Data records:

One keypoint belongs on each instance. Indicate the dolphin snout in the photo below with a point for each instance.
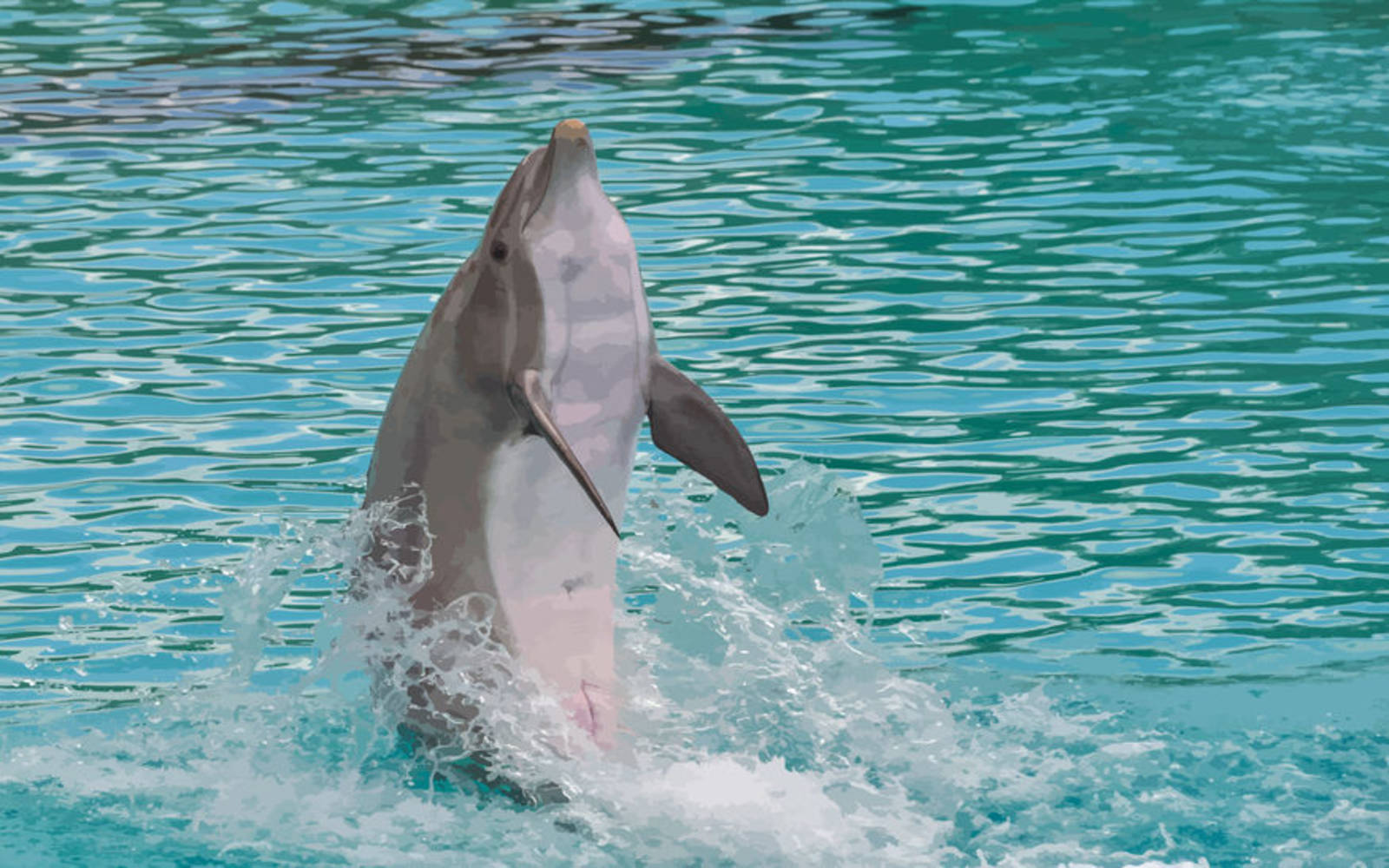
(574, 131)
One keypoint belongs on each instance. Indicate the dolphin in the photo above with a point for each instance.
(516, 418)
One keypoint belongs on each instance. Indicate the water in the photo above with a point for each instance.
(1060, 330)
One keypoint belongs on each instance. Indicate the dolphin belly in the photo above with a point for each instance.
(552, 556)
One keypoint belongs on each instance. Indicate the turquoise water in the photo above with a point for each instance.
(1062, 331)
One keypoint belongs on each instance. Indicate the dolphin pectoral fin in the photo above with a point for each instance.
(691, 427)
(530, 400)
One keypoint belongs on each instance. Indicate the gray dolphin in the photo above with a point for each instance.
(517, 417)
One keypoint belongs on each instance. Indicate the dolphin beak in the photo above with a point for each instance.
(569, 164)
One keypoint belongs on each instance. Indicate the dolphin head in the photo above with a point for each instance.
(555, 252)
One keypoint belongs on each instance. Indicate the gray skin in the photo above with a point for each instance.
(517, 417)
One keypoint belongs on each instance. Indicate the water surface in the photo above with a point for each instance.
(1085, 303)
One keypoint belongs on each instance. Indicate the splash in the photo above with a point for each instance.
(760, 727)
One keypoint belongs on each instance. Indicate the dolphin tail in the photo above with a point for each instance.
(691, 427)
(530, 402)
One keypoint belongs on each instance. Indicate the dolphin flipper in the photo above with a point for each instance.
(691, 427)
(528, 399)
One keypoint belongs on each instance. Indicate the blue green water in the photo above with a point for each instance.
(1062, 331)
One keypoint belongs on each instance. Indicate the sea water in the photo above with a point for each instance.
(1060, 331)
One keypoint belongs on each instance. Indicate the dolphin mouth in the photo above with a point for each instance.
(567, 164)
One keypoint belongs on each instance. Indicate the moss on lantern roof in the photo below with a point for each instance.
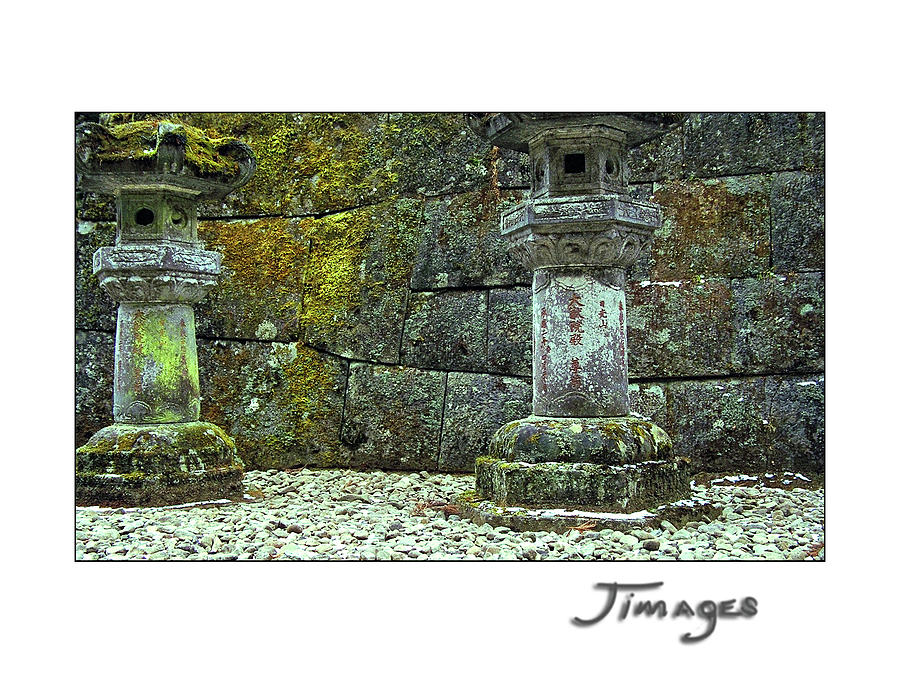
(140, 141)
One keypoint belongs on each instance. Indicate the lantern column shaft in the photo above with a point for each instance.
(580, 367)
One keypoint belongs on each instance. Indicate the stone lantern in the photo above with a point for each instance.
(157, 451)
(581, 453)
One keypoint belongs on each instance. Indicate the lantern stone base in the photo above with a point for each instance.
(551, 474)
(620, 489)
(605, 440)
(157, 464)
(518, 518)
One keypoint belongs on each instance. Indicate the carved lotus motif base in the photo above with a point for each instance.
(562, 519)
(611, 441)
(157, 464)
(546, 473)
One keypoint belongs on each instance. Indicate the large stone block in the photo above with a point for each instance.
(648, 399)
(356, 279)
(462, 246)
(282, 403)
(720, 144)
(317, 163)
(680, 328)
(721, 425)
(393, 417)
(781, 323)
(94, 308)
(446, 330)
(712, 228)
(437, 153)
(94, 356)
(797, 411)
(659, 159)
(509, 340)
(477, 405)
(743, 425)
(307, 164)
(798, 222)
(260, 290)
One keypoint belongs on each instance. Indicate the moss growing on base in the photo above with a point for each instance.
(157, 464)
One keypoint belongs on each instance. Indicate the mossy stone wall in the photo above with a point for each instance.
(368, 314)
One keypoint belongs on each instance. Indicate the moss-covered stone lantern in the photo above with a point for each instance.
(581, 452)
(157, 451)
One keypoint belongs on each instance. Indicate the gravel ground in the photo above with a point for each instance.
(343, 514)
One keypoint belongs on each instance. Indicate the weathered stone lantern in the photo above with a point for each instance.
(581, 453)
(157, 451)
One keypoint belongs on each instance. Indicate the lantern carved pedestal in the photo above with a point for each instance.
(581, 455)
(157, 452)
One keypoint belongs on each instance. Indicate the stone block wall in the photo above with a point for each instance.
(368, 314)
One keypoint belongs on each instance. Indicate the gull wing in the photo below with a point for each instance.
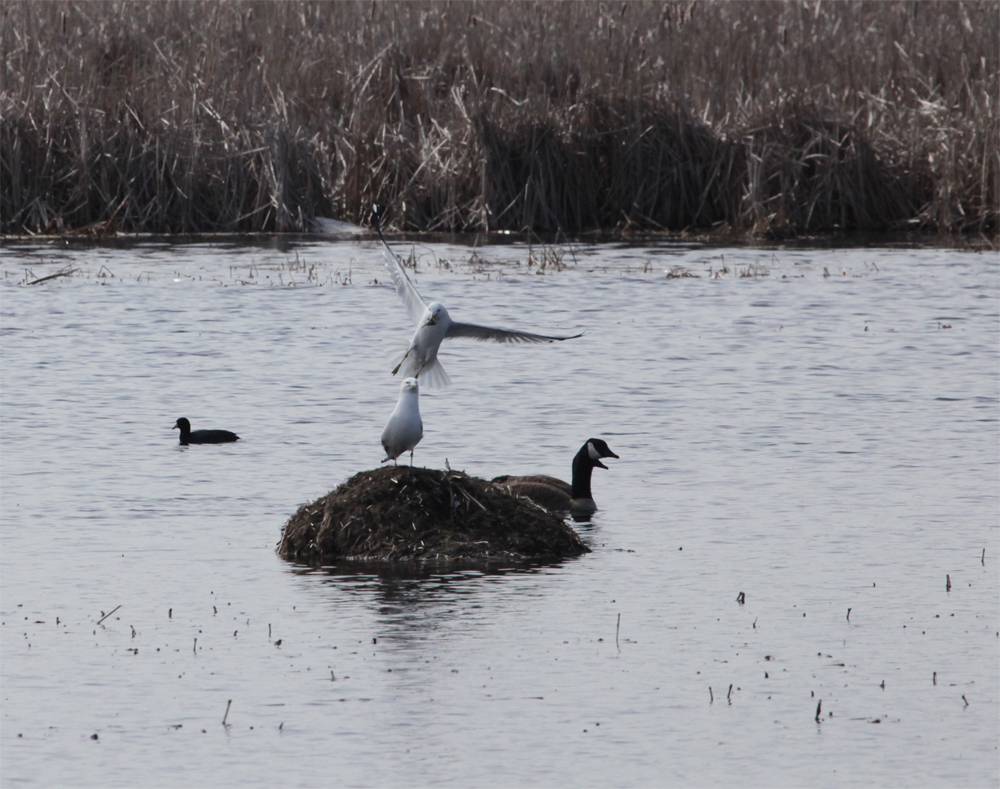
(407, 292)
(471, 331)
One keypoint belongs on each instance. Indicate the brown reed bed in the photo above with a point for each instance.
(772, 118)
(405, 514)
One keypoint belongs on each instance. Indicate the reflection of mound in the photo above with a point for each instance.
(403, 513)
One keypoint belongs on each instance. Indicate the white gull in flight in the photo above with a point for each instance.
(434, 324)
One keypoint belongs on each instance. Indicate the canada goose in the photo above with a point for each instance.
(434, 324)
(554, 494)
(404, 429)
(189, 436)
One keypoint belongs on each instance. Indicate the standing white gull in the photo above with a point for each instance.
(404, 429)
(434, 324)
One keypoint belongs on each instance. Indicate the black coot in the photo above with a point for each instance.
(189, 436)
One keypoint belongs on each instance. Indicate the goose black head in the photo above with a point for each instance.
(596, 449)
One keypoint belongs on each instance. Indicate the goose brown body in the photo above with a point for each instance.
(555, 494)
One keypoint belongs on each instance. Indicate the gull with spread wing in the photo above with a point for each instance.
(434, 325)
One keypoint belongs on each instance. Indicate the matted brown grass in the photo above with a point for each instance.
(416, 514)
(766, 118)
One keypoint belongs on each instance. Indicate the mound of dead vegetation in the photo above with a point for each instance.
(413, 514)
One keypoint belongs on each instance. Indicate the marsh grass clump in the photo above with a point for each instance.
(416, 514)
(770, 118)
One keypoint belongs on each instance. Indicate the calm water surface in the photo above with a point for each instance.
(820, 434)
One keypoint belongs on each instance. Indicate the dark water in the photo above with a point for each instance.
(819, 434)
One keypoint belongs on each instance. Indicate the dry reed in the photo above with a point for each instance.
(769, 117)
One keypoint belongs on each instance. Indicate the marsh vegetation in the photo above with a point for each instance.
(758, 117)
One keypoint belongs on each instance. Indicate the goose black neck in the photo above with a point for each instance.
(583, 467)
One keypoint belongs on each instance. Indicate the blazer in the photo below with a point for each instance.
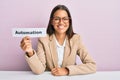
(46, 58)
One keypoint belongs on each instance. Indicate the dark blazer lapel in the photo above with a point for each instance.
(53, 51)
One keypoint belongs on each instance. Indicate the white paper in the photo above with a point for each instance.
(31, 32)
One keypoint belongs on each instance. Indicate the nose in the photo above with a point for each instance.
(61, 21)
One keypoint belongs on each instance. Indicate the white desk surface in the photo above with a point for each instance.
(28, 75)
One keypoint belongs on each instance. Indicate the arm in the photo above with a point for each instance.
(88, 66)
(37, 60)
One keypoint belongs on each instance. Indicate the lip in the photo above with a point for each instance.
(60, 26)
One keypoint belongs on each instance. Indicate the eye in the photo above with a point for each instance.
(56, 18)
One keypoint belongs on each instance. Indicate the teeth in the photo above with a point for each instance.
(61, 26)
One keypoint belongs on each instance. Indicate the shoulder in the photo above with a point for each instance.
(76, 37)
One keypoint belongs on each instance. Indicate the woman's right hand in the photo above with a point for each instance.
(26, 45)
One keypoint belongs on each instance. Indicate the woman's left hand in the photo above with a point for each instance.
(59, 71)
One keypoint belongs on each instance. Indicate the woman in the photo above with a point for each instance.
(57, 51)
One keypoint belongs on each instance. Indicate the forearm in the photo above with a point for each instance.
(35, 64)
(82, 69)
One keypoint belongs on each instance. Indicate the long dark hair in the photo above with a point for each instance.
(50, 28)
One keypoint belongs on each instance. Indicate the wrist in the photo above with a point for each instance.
(29, 54)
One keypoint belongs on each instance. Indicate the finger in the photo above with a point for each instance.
(25, 38)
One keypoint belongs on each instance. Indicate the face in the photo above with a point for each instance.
(60, 22)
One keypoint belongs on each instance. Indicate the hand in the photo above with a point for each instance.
(26, 45)
(59, 71)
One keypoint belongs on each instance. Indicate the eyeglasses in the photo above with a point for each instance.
(58, 19)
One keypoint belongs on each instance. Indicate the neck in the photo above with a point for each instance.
(60, 38)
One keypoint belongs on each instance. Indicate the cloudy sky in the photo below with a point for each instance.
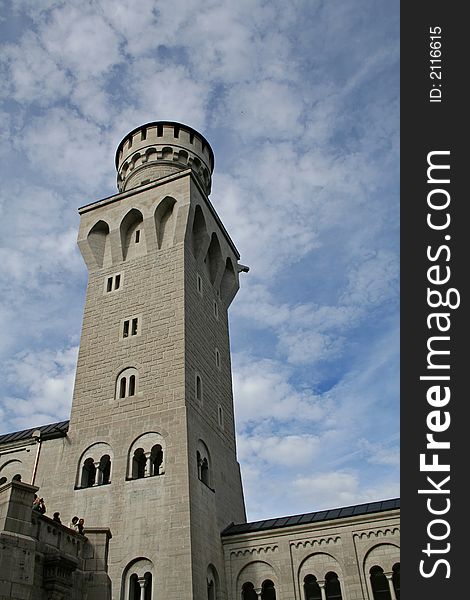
(299, 101)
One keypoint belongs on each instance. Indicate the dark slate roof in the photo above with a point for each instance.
(314, 517)
(48, 432)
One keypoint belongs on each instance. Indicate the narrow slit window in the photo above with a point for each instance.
(132, 385)
(134, 326)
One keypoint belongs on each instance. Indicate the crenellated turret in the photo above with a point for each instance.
(162, 148)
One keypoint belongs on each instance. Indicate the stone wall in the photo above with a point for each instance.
(44, 560)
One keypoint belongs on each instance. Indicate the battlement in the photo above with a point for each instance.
(161, 148)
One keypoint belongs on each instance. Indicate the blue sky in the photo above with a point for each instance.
(299, 101)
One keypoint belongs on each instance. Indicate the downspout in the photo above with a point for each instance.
(37, 436)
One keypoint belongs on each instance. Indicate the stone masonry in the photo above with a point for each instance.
(150, 450)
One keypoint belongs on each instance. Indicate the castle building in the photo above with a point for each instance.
(149, 453)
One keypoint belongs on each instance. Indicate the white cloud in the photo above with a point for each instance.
(44, 383)
(305, 133)
(263, 393)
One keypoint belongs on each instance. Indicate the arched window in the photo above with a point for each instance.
(199, 389)
(332, 587)
(379, 584)
(132, 235)
(132, 385)
(312, 590)
(137, 580)
(88, 473)
(126, 383)
(268, 591)
(99, 244)
(396, 579)
(203, 463)
(11, 471)
(212, 583)
(248, 591)
(156, 459)
(104, 470)
(210, 590)
(146, 456)
(134, 587)
(138, 464)
(95, 466)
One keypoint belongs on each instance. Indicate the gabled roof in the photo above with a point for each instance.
(314, 517)
(48, 432)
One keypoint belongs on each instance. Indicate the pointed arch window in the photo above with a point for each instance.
(268, 591)
(146, 456)
(138, 580)
(88, 473)
(126, 383)
(248, 591)
(95, 466)
(312, 590)
(332, 587)
(379, 584)
(396, 579)
(203, 464)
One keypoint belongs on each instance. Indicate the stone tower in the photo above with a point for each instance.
(150, 451)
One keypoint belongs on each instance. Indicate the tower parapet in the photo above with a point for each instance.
(161, 148)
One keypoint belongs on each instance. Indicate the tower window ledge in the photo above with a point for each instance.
(145, 478)
(207, 486)
(89, 487)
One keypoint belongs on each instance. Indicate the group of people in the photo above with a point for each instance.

> **Problem to solve**:
Above are the records; copy exactly the lines from the one with "One keypoint belongs on each instance. Indicate the pointed" through the final line.

> **Exercise answer**:
One keypoint belongs on each instance. Indicate the pointed arch window in the photo above with a point for each instance.
(268, 591)
(146, 456)
(138, 580)
(88, 473)
(126, 383)
(248, 591)
(95, 466)
(312, 590)
(332, 587)
(379, 584)
(396, 579)
(203, 464)
One keypoint belongs on each instance. Indicate the stone tower in the photo above with a point for each instance.
(150, 451)
One keypoint belongs on each instance. Indicate the tower parapet in the photo above with a point for each instance.
(161, 148)
One keypoint belongs on each instance. Indicate the tower window ledge in the photo above with a point for each instance.
(145, 478)
(207, 486)
(89, 487)
One keypoint belongs on each instance. Indicate the group of people in the photo above with a point for each instance.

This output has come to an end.